Given instruction — Reproduce the passage of the blog post below that runs from "Most of my giving" to "a little happier.", without changing a word.

Excerpted text —
Let’s Help Some Folks Stay Fed

Hey all,

The Festive Season often brings thoughts of charitable giving for me. I’ve done different things in different years both to give money to good causes myself and to encourage others to do the same.

Most of my giving these days goes to getting people fed in my hometown. It’s basic, but so fundamentally important.

This year, I’d like to offer you all something if you contribute, as well.

If you donate at least $20 to The Greater Boston Food Bank, Food for Free or your own local food pantry or food reclamation & distribution charity, I’ll write a post specifically for you. Want a movie review, a real-time commentary post, a particular topic or a list of movies, video games or comics around your specifications? Want to force me to watch something I normally wouldn’t at all? Now is your opportunity. Or you could do it just to make someone in your community a little happier.

Send your receipts and accompanying requests to thanksgiving2017@metagnat.com and let me know how you’d like to be identified (if at all) when I post your piece.

Believe it or not, I have trouble finishing movies by myself.

It’s difficult to force myself to sit through things that are at all emotionally difficult. Left to my own devices, I tend to watch stuff that is low-stakes or cheesy or that I’ve seen before — sometimes all three!

There are plenty of movies I’ve seen a ton of times, as a result of this tendency. I don’t get people who can only watch something once (or read, or hear or play something only once). I mean – it’s okay. I just don’t get it.

I will watch certain movies just to experience the moods inhabit, or to revisit the characters like old friends. Sometimes it’s just to scratch an undefinable itch in my brain. Like when you hear a snippet of a song you love and then you have to go listen to the whole thing.

Sometimes I re-watch a movie chasing whatever head-space it put me in the first time I ever saw it. I have at least one movie I am literally not allowed to watch more than once a year because if I did, I’d watch it constantly chasing the mental space it brings. I usually watch it even less, even though it’s one of my favorites of all time. I want it to retain the maximum possible impact.

Then there are other films I just watch whenever. I can’t even think of a through-line that these movies have other than they don’t jangle my anxiety. Some of them because they aren’t that kind of film, but more of them, I suspect, because I’ve seen them so many times they’ve been de-fanged.

Watching a new movie is something I need to be in the right mood for. It’s easier in the theater when I have no control over when the film starts or stops. It’s one of the reasons I keep on with seeing so many movies in the theater.

It’s easier for me to watch at home if someone else is with me, too. Particularly someone who hasn’t seen the film before. I am fortunate enough to have some friends who trust me when I invite them into unknown fiction, so I get to do this on a pretty regular basis.

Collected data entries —
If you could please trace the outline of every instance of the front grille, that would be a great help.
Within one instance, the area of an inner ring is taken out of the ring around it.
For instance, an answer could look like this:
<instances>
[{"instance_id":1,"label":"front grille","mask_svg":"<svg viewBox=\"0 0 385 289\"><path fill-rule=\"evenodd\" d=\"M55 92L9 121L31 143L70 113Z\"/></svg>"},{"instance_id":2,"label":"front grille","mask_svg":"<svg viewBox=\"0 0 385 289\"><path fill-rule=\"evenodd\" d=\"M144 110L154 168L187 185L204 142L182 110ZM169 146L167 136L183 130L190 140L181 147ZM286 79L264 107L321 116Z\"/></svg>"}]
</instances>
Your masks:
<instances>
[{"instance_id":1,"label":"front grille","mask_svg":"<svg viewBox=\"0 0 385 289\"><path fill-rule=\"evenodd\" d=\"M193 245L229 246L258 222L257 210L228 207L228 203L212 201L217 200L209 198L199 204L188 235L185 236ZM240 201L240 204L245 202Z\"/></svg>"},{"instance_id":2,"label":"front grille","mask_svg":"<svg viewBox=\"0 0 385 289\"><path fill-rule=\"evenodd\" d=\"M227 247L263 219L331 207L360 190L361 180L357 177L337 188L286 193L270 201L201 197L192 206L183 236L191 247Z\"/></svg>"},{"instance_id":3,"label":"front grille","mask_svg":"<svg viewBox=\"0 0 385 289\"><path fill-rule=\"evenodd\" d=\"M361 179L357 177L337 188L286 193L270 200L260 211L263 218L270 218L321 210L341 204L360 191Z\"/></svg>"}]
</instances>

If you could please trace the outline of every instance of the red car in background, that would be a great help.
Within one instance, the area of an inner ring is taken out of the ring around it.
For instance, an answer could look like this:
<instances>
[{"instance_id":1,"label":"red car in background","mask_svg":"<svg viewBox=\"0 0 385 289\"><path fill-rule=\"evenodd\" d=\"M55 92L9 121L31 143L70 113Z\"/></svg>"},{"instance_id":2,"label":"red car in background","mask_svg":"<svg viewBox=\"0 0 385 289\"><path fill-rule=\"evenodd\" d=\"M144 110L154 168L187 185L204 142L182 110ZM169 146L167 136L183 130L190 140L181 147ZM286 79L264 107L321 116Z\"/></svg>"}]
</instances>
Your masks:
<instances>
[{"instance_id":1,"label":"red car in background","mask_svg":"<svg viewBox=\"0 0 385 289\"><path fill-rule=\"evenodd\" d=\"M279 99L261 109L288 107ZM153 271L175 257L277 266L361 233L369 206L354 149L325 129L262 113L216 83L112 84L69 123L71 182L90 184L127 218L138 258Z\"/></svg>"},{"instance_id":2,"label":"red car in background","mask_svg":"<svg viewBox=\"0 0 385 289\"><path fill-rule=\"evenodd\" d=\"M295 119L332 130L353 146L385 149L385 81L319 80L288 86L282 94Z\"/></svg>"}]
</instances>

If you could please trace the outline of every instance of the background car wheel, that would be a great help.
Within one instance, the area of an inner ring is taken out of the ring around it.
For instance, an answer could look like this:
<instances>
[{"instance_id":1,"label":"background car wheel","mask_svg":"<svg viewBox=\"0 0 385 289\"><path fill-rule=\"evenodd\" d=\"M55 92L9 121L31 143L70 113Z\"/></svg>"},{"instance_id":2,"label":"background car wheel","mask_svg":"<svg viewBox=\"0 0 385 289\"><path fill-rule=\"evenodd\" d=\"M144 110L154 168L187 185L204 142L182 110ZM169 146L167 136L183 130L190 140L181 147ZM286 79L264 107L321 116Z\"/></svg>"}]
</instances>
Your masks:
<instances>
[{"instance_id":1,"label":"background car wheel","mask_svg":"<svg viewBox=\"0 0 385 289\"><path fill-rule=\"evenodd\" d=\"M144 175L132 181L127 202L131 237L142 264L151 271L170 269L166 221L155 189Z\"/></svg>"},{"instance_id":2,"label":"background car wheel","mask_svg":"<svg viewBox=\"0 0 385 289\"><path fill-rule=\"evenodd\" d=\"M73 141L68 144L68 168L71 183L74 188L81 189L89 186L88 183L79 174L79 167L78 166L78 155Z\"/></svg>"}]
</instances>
* * *
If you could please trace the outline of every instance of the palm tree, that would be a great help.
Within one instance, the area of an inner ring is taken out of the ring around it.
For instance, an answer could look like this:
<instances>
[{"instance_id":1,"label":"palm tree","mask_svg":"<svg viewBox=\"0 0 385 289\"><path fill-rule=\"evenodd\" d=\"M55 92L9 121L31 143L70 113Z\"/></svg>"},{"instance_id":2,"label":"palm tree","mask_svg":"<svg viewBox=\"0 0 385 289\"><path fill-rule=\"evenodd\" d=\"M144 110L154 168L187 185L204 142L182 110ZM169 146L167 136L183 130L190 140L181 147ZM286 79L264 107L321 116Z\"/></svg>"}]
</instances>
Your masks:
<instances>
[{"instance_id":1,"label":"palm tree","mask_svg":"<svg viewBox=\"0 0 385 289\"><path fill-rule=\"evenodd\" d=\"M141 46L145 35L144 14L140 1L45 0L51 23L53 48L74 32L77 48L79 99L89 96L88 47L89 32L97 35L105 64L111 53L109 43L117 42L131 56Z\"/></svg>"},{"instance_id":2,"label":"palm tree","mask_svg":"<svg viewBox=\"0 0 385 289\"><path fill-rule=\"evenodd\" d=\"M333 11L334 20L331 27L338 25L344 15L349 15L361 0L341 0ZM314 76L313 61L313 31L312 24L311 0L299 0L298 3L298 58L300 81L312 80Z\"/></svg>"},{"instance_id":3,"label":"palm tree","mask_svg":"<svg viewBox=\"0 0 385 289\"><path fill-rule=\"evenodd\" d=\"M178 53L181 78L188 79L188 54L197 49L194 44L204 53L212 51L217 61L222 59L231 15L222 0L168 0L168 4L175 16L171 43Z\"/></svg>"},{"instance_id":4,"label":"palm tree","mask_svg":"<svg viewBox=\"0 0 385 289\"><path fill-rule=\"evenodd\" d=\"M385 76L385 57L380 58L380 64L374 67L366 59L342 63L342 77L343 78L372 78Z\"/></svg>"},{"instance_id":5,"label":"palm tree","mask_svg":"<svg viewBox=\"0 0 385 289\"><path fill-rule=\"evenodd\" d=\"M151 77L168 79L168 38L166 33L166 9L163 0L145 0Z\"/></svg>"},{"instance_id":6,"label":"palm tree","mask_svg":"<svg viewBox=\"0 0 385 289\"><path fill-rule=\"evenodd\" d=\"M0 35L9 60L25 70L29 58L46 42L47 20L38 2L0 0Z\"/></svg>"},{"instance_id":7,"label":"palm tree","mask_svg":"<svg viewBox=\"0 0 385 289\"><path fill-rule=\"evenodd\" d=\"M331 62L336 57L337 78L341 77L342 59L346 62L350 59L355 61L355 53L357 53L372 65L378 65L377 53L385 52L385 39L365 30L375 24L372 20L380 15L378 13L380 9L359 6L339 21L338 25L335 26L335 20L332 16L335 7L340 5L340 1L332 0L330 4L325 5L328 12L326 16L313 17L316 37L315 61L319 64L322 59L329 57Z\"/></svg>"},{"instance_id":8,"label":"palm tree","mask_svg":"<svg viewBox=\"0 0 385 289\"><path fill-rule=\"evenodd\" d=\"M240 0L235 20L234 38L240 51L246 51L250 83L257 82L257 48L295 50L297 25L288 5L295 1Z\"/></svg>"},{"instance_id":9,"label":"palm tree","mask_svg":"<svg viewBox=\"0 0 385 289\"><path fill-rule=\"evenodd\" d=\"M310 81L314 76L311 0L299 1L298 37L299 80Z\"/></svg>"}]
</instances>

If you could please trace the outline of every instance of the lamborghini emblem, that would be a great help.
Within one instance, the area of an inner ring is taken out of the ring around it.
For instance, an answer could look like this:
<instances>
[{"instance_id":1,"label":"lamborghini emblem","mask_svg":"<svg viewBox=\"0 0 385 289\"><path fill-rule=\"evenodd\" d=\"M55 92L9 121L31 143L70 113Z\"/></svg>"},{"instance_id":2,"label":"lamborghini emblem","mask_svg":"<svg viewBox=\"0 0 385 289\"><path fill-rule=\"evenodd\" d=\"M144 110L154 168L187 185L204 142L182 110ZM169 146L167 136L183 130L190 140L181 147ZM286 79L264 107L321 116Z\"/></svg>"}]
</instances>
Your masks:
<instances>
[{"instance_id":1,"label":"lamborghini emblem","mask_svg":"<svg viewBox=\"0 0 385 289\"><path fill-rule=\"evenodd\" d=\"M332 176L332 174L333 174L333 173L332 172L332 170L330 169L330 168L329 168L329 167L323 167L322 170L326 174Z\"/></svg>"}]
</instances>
* * *
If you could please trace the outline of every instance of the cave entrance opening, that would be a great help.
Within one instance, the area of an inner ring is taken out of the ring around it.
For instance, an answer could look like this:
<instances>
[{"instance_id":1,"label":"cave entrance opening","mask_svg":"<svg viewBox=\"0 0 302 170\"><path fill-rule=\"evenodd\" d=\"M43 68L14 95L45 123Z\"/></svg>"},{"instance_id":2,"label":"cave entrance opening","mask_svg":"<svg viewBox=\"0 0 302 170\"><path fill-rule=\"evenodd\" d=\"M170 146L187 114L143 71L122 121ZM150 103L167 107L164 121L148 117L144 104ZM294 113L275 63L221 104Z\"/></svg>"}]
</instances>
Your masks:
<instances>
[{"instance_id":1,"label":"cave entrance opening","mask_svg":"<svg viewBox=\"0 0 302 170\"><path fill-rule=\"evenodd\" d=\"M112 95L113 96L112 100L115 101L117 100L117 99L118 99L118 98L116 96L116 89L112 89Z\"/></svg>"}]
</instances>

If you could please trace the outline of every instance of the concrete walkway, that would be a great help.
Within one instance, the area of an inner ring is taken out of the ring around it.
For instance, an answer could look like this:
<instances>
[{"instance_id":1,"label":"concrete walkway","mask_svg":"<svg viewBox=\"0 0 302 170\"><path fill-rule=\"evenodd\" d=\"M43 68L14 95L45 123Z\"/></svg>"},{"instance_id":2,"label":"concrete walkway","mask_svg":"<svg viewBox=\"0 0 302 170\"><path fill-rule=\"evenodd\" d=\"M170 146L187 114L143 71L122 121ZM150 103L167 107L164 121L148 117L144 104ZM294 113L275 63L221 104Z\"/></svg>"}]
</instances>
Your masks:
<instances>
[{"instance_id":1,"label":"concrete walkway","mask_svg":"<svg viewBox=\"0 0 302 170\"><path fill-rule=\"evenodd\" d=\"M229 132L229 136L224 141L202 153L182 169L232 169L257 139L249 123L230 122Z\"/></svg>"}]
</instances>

Response to the exercise —
Most of my giving these days goes to getting people fed in my hometown. It’s basic, but so fundamentally important.

This year, I’d like to offer you all something if you contribute, as well.

If you donate at least $20 to The Greater Boston Food Bank, Food for Free or your own local food pantry or food reclamation & distribution charity, I’ll write a post specifically for you. Want a movie review, a real-time commentary post, a particular topic or a list of movies, video games or comics around your specifications? Want to force me to watch something I normally wouldn’t at all? Now is your opportunity. Or you could do it just to make someone in your community a little happier.